* START DATASET RECORDS *

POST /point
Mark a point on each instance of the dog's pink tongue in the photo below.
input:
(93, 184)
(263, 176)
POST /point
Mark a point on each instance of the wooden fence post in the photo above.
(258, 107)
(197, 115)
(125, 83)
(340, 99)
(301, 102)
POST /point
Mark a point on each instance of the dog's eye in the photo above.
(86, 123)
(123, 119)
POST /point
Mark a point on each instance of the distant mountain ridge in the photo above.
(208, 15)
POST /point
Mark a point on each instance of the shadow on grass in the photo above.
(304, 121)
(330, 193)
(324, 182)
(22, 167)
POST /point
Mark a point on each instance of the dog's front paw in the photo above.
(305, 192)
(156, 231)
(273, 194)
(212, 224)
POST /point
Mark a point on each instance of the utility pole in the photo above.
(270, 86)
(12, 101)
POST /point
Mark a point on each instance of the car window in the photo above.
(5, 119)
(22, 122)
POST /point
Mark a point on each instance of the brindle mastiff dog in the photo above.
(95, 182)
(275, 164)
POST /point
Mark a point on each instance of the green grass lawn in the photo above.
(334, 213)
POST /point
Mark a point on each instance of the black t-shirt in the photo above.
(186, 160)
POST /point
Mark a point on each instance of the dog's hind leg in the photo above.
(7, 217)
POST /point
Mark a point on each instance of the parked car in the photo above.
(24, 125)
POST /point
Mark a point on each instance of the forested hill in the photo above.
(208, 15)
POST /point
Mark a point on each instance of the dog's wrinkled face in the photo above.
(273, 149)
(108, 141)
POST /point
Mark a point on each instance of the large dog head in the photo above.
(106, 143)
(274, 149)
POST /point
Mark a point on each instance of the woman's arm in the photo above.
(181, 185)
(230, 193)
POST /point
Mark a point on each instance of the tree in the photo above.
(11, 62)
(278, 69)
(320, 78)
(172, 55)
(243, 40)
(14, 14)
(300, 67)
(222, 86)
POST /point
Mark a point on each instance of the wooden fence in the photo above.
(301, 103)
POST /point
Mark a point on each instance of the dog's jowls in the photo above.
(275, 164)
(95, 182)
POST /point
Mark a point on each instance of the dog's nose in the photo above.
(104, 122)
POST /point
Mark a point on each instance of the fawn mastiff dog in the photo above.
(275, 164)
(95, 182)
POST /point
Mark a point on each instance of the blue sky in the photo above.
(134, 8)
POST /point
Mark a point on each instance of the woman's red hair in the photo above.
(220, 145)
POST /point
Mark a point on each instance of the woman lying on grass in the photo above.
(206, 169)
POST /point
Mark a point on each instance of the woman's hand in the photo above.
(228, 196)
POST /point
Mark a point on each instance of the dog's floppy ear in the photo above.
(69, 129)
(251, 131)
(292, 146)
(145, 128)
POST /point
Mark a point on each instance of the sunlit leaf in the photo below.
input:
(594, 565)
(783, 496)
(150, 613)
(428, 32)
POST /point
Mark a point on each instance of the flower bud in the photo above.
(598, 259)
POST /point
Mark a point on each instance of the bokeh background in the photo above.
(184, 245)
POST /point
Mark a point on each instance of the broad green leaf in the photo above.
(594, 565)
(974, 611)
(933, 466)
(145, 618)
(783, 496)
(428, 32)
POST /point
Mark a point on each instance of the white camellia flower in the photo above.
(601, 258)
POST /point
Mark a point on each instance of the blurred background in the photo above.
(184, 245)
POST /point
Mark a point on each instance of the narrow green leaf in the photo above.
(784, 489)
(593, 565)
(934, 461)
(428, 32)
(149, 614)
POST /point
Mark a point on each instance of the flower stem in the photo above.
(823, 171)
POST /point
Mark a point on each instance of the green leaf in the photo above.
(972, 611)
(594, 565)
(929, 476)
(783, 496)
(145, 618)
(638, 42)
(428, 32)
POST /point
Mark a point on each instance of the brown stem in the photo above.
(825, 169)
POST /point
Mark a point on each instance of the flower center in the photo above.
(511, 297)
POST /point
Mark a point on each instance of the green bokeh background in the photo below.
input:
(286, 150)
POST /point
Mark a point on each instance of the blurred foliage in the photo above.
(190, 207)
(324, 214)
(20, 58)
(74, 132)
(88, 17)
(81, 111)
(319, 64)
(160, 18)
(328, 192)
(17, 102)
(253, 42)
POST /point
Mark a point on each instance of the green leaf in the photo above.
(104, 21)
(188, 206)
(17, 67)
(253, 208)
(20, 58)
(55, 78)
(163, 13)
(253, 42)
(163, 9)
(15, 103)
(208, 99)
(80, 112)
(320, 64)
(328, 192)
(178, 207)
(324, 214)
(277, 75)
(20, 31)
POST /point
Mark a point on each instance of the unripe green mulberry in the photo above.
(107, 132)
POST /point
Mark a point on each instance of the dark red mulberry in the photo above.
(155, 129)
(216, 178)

* END DATASET RECORDS *

* [BRIEF]
Give an exact repetition of all the material.

* [REPLY TO THE TASK]
POST /point
Mark a point on each instance of the dog's pink tongue in the photo below.
input:
(93, 184)
(263, 176)
POST /point
Mark a point on each instance of the wooden fence post in the photo above.
(258, 107)
(197, 115)
(125, 83)
(340, 99)
(301, 102)
POST /point
Mark a point on each instance of the dog's eye in the photo above.
(86, 123)
(123, 119)
POST /point
Mark a point on each instance of the distant mountain ridge in the photo above.
(208, 15)
POST /point
Mark a point on each instance of the shadow on grass in the photo above.
(304, 121)
(330, 193)
(324, 182)
(22, 167)
POST /point
Mark a point on each instance of the dog's front paw in the photo above.
(305, 192)
(156, 231)
(273, 194)
(212, 224)
POST /point
Mark a point on each instance of the utility pole in the photo above.
(270, 86)
(12, 101)
POST /point
Mark a point on each instance of the car window in the photo above.
(5, 119)
(22, 122)
POST /point
Mark a point on each instance of the brindle mastiff dog in the photo above.
(95, 182)
(275, 164)
POST /point
Mark a point on each instance of the green grass lawn in the photo above.
(334, 213)
POST /point
Mark a point on each instance of the black t-shirt in the photo above.
(186, 160)
POST /point
Mark a point on each instance of the dog's hind leg in the photo above.
(7, 217)
POST /point
Mark a point on each instance of the parked car in the photo above.
(24, 125)
POST /point
Mark a point on each instance of the forested hill in the photo above.
(208, 15)
POST /point
Mark a point on each instance of the dog's wrinkled face in the photo above.
(273, 149)
(108, 141)
POST /point
Mark a point on each instance of the large dog head in the photo above.
(106, 143)
(274, 149)
POST /point
Mark a point on each instance of the woman's arm in the photo above.
(181, 185)
(230, 193)
POST /point
Mark a point on each instance of the tree in the photo above.
(11, 62)
(278, 69)
(320, 78)
(172, 55)
(243, 40)
(14, 14)
(300, 67)
(222, 86)
POST /point
Mark a point on each instance of the wooden fence in the photo above.
(301, 103)
POST /point
Mark a point on each instance of the dog's jowls in the photo above.
(275, 164)
(95, 182)
POST /point
Mark a point on each instance of the dog's nose in the photo above.
(104, 122)
POST /point
Mark a point on each instance of the fawn mastiff dog in the photo above.
(275, 164)
(95, 182)
POST /point
Mark a point on each instance of the blue sky in the photo above.
(134, 8)
POST /point
Mark a point on each instance of the woman's red hair in the photo above.
(220, 145)
POST /point
Mark a point on each instance of the woman lying on grass in the photo above.
(206, 169)
POST /point
Mark a point on each instance of the woman's hand in the photo above.
(228, 196)
POST /point
Mark a point on each instance of the dog's floppy ear in the photo above.
(69, 129)
(251, 131)
(292, 146)
(145, 128)
POST /point
Mark a point on each instance of the sunlit leaf in the photo below.
input:
(594, 565)
(783, 496)
(150, 613)
(428, 32)
POST /point
Mark a point on each instance of the flower bud in the photo above.
(598, 259)
POST /point
Mark a point on each instance of the bokeh background in the photo above.
(184, 245)
POST /point
Mark a point on each instance of the broad green leaf in the photo above.
(594, 565)
(974, 611)
(933, 466)
(145, 618)
(783, 496)
(428, 32)
POST /point
Mark a point on each instance of the white camellia flower in the photo above.
(601, 258)
POST /point
Mark a point on each instance of the blurred background in the photo above.
(184, 245)
POST /point
Mark a point on each instance of the narrow green leaf in the photo above.
(784, 489)
(593, 565)
(934, 461)
(428, 32)
(149, 614)
POST /point
Mark a point on each instance of the flower stem in the photo above.
(823, 171)
POST /point
Mark a point on each instance of the green leaf in the photo above.
(972, 611)
(594, 565)
(929, 476)
(783, 496)
(145, 618)
(638, 42)
(428, 32)
POST /point
Mark a point on each instance of the brown stem in the photo above.
(825, 169)
POST /point
Mark a point on each instance of the flower center in the photo above.
(511, 297)
POST /point
Mark a point on each instance of the green bokeh background in the photo below.
input:
(286, 150)
POST /point
Mark a point on each instance of the blurred foliage in the photo above.
(190, 207)
(324, 214)
(20, 58)
(74, 132)
(88, 17)
(81, 111)
(319, 64)
(160, 18)
(328, 192)
(17, 102)
(253, 42)
POST /point
Mark a point on each instance of the green leaf in the photo above.
(104, 21)
(188, 206)
(17, 67)
(253, 208)
(20, 58)
(55, 78)
(163, 13)
(253, 42)
(163, 9)
(15, 103)
(208, 99)
(80, 112)
(320, 64)
(328, 192)
(178, 207)
(324, 214)
(277, 75)
(20, 31)
POST /point
Mark a point on each instance of the unripe green mulberry in the photo above.
(107, 132)
POST /point
Mark a point on each instance of the dark red mulberry in the photo above.
(155, 129)
(216, 178)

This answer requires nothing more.